[指示] ターゲットの進行方向を予測する際の条件を説明した本文を、最後の文の後から書き継ぐこと。

第1の条件:「進行方向VTrnを予測するときに用いたターゲット情報irn(k)のうち、通常認識点は一定割合以上であったか」
第2の条件:「移動距離は予め定められた距離以上か」
【0082】
まず、第1の条件は、推定進行方向VTrnを予測するときに用いた、最新のターゲット情報irn(K)を含むターゲット情報irnの履歴のうち、通常認識点は一定割合以上か否かである。上述したように、ターゲット情報irnは、右側レーダ装置1Rから取得した信号を用いて、ターゲット処理部21によって算出される。しかしながら、例えば右側レーダ装置1Rから出力される信号の強度によっては、ターゲット情報irnに含まれる情報(自車両VMに対するターゲットの相対距離、相対速度、および相対位置等)のうち、一部の情報しか算出できない場合がある。つまり、右側レーダ装置1Rが検出したターゲット番号Trnで示されるターゲットについて、ターゲット番号Trnで示されるターゲットに関する全ての情報が、進行方向VTrnを予測するときに用いたターゲット情報irn(k)に一定割合以上含まれていたか否かを判断する。なお、ターゲット番号Trnで示されるターゲットに関する全ての情報が含まれているターゲット情報irn(k)を通常認識点という。そして、進行方向予測部22は、進行方向VTnを予測するときに用いたターゲット情報irn(k)を参照し、通常認識点は一定割合以上であったか否かを判断する。なお、上記通常認識点ではなくても、外挿点の場合も位置、速度情報等が含まれている場合がある。しかしながら、当該位置、速度情報等は、推測された情報であるので、上記第1の条件での判断には、外挿点から得られる情報を含めて判断はしない。
【0083】
次に、第2の条件は、移動距離は一定以上であるか否かである。ここで、ターゲットの移動距離とは、推定進行方向VTrnを算出する際に用いたターゲット情報irn(k)のうち、最新のターゲット情報と最古のターゲット情報を参照することによって得られる距離である。具体的には、図9に示した例で説明すると、推定進行方向VTr1を算出する際に用いたターゲット情報ir1(k)のうち、最新のターゲット情報ir1(K)と最古のターゲット情報ir(K−4)を参照することによって得られる距離である。つまり、進行方向予測部22は、ターゲット情報ir1(K−4)が記憶されて、現時点の最新のターゲット情報ir1(K)が記憶されるまでの間に、ターゲット番号Tr1で示されるターゲットの移動距離を算出する。そして、進行方向予測部22が、上記算出された移動距離は予め定められた距離以上であるか否かを判断する。なお、第2の条件で否定される場合とは、例えば、ターゲットの移動速度が遅くターゲット情報の履歴を参照した際に、ターゲットの位置にあまり変化がない場合である。つまり、ターゲットの移動距離が一定以上でないと、方向ベクトルの信頼性が低下するからである。

[提供記録]
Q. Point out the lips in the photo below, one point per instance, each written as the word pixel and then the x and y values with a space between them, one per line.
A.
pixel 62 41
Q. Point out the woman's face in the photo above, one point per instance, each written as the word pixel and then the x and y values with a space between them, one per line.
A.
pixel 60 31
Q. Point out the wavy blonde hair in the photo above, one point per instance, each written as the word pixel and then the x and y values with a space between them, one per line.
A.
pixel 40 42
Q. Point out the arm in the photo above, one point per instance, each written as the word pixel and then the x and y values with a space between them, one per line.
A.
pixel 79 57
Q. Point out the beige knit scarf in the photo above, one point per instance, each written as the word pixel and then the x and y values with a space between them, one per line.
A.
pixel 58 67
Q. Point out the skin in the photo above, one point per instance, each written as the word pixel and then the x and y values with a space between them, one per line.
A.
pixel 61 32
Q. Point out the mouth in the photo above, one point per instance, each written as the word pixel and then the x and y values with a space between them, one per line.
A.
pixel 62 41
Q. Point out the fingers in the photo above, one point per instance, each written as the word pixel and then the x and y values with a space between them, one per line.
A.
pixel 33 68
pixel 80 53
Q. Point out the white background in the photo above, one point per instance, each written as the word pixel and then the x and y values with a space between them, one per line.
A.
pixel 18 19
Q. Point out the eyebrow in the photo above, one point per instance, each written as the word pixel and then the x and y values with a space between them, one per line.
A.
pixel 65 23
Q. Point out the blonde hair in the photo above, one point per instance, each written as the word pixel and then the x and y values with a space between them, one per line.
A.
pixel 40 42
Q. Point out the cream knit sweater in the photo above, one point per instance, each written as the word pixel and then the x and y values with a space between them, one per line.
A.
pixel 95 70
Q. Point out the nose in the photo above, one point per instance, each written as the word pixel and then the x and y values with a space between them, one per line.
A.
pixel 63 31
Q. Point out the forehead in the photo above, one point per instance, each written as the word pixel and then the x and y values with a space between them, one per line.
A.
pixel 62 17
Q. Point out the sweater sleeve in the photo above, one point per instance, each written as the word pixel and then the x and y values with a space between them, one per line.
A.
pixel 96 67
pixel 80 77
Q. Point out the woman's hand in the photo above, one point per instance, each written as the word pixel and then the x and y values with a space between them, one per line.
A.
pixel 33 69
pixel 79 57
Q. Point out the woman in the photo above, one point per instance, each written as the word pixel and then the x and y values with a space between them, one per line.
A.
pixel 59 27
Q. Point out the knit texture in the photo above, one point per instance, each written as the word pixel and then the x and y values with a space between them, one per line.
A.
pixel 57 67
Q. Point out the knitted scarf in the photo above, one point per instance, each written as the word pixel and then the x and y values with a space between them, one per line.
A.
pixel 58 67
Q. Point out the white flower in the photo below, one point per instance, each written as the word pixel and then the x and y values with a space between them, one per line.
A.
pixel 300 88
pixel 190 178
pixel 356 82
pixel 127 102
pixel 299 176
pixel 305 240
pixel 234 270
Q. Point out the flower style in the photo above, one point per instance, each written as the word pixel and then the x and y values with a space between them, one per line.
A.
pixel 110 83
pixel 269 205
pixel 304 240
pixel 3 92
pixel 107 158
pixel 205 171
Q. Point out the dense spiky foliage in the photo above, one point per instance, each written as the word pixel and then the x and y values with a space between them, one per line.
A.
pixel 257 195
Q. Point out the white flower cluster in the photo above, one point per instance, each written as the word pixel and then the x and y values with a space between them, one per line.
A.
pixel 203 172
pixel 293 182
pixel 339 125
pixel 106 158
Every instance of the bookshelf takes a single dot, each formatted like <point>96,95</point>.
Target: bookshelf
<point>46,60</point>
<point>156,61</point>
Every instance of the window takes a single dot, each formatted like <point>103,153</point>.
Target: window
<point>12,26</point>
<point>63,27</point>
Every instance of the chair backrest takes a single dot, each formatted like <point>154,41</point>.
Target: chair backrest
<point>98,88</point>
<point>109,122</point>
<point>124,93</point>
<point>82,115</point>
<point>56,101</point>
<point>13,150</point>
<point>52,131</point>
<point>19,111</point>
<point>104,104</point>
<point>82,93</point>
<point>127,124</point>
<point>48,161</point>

[回答]
【0084】
進行方向予測部22は、ステップS511において、上述した第1の条件と第2の条件ともに満たした場合、判断を肯定(YES)し、ステップS512に処理を進める。一方、進行方向予測部22は、ステップS510の判断を否定した場合(NO)、ステップS514に処理を進める。なお、当該ステップでの判断が否定(NO)される場合とは、ターゲット番号Trnで示されるターゲットについて、当該ターゲットの推定進行方向VTrnを予測はしたものの、当該推定進行方向VTrnの信頼性は高くない場合である。逆に、第1の条件と第2の条件とを満たすターゲット番号Trnで示されるターゲットの推定進行方向VTrnは、信頼性が高いと言える。
【0085】
ステップS512において、進行方向予測部22は、ターゲット番号Trnで示されるターゲットで示されるターゲットの進行方向VTrnは、信頼性は高いと判断する。そして、進行方向予測部22は、ターゲット情報記憶部25にターゲット番号Trnで示されるターゲットの進行方向VTrnは信頼性高と記憶し、次のステップS513に処理を進める。
【0086】
ステップS513において、進行方向予測部22は、進行方向角度δrnを算出する。以下、図10を参照して、進行方向角度δrnについて説明する。図10は、ターゲット番号Trnで示されるターゲットの推定進行方向VTrnと自車両VMの進行方向VVとの関係を示した図である。図10に示すように、進行方向角度δrnは、任意の位置を原点とするに地上固定座標系において、推定進行方向VTrnの矢印方向に延ばした直線と自車両VMの進行方向VVとがなす角のことである。つまり、例えば、進行方向角度δrnが30°であった場合、自車両VMから、ターゲット番号Trnで示されるターゲットを見た場合、右前方から当該自車両VMに向かってターゲット番号Trnで示されるターゲットが進んでくることになる。なお、進行方向角度δrnは、ターゲット番号Trnで示されるターゲットの推定進行方向VTrnと自車両VMの進行方向VVとの向きが逆で、平行である場合に0°として示す。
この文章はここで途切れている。